WRITTEN PROBLEM: Reproduce the material below verbatim, keeping every line unchanged and in its original order.

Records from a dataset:
>>

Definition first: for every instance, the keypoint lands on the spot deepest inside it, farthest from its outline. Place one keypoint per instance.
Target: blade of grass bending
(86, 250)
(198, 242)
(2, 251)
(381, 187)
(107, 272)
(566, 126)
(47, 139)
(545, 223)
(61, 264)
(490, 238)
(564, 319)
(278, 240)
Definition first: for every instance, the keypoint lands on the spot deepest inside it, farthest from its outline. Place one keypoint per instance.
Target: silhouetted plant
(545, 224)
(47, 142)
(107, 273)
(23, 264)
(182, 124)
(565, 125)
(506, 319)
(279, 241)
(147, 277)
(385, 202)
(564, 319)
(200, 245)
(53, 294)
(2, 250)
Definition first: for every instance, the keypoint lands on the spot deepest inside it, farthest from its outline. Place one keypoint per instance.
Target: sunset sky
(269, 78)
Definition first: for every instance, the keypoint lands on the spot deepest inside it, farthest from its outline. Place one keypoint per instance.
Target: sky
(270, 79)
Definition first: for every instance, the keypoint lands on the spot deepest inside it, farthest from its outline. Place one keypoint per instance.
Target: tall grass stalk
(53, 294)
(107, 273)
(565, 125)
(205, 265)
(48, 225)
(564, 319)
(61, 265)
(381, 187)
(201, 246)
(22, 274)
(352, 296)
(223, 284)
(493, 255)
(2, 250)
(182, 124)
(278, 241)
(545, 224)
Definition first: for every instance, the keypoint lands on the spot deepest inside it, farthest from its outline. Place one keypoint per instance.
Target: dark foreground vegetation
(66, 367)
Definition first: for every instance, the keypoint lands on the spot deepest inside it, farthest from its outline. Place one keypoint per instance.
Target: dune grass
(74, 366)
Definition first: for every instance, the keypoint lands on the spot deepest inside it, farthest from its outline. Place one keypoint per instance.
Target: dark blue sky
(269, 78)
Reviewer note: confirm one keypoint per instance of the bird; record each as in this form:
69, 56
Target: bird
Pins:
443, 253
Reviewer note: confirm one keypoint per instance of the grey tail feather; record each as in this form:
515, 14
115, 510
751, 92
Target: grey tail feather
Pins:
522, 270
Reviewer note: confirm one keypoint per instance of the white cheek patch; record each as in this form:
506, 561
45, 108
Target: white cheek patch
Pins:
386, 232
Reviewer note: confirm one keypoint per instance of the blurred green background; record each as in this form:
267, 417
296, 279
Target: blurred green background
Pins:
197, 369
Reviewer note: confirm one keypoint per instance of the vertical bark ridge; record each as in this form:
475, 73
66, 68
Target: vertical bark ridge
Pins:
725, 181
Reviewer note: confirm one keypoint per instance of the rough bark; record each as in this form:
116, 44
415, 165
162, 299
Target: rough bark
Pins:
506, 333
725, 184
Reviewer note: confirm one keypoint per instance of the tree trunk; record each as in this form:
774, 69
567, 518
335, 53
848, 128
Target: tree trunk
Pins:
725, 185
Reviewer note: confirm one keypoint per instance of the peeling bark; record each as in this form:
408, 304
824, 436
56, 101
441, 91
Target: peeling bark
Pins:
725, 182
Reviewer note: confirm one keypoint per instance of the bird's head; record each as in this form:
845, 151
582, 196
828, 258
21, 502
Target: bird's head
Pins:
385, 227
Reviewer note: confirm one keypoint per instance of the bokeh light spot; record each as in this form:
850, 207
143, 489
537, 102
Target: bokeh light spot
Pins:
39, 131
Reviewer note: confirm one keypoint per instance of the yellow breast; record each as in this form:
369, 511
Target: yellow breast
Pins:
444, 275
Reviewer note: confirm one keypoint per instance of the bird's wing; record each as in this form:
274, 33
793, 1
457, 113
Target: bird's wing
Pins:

<<

FULL ANSWER:
Definition first: for every instance, the keypoint lands on the spot deepest inside it, farthest from its outline. Place one keypoint per instance.
Target: blade of grass bending
(86, 250)
(198, 242)
(2, 251)
(381, 187)
(107, 272)
(566, 126)
(47, 139)
(545, 223)
(61, 264)
(490, 238)
(564, 319)
(278, 240)
Definition first: for every instance, the keypoint lands on the spot deepest inside it, farthest from its outline. Place one keypoint per instance.
Target: silhouetted plant
(545, 224)
(47, 142)
(107, 273)
(23, 264)
(182, 124)
(565, 125)
(506, 319)
(279, 241)
(147, 277)
(385, 202)
(564, 319)
(200, 245)
(53, 294)
(2, 250)
Definition first: for every instance, the keypoint lands on the spot deepest inside it, farthest from its outline. Place one keypoint per instance.
Target: sunset sky
(269, 78)
Definition first: for every instance, the keypoint lands on the spot deepest inside it, farthest from its outline. Place one keypoint per instance.
Target: sky
(270, 79)
Definition first: for every instance, the keypoint lands on the spot deepest inside it, farthest from its outline. Place one keypoint per instance.
Target: tall grass stalk
(53, 294)
(107, 273)
(565, 125)
(205, 265)
(48, 225)
(564, 319)
(61, 265)
(381, 187)
(201, 246)
(22, 274)
(352, 296)
(223, 284)
(493, 255)
(2, 250)
(182, 124)
(278, 241)
(545, 224)
Definition first: for every instance, the keypoint lands on the spot deepest inside it, farthest from its outline. Place one keypoint per instance.
Target: dark foreground vegetation
(66, 367)
Definition first: for every instance, the keypoint lands on the spot deepest inside it, farthest from its outline. Place one keypoint per instance.
Target: dune grass
(74, 366)
Definition first: for every instance, the keypoint lands on the spot deepest inside it, farthest from its outline. Place one keypoint per instance.
Target: dark blue sky
(269, 78)
Reviewer note: confirm one keypoint per instance of the bird; record each as in this form:
69, 56
Target: bird
Pins:
443, 253
Reviewer note: confirm one keypoint per instance of the grey tail feather; record each as in this form:
515, 14
115, 510
751, 92
Target: grey tail feather
Pins:
522, 270
Reviewer note: confirm one keypoint per instance of the white cheek patch; record each as in this form:
506, 561
45, 108
Target: white cheek patch
Pins:
386, 232
Reviewer note: confirm one keypoint per instance of the blurred green background; record each as in this form:
267, 417
296, 279
Target: blurred green background
Pins:
197, 369
Reviewer note: confirm one keypoint per instance of the vertical bark ridge; record each as in this form:
475, 73
66, 68
Target: vertical bark ridge
Pins:
725, 181
Reviewer note: confirm one keypoint per instance of the rough bark; record each as in this form:
116, 44
415, 165
162, 299
Target: rough bark
Pins:
506, 333
725, 184
Reviewer note: confirm one keypoint per instance of the tree trunk; record each as in this form:
774, 69
567, 518
335, 53
848, 128
Target: tree trunk
Pins:
725, 185
Reviewer note: confirm one keypoint per instance of the peeling bark; record each as in this form:
408, 304
824, 436
56, 101
441, 91
Target: peeling bark
Pins:
725, 182
Reviewer note: confirm one keypoint per instance of the bird's head; record each as in this form:
845, 151
582, 196
828, 258
21, 502
Target: bird's head
Pins:
385, 227
Reviewer note: confirm one keypoint per instance of the bokeh light spot; record each as in this form:
850, 207
143, 489
537, 102
Target: bokeh light spot
Pins:
39, 131
Reviewer note: confirm one keypoint per instance of the yellow breast; record each as in this form:
369, 511
Target: yellow breast
Pins:
444, 275
Reviewer note: confirm one keypoint per instance of the bird's wing; record each as in this form:
274, 33
793, 1
457, 113
Target: bird's wing
Pins:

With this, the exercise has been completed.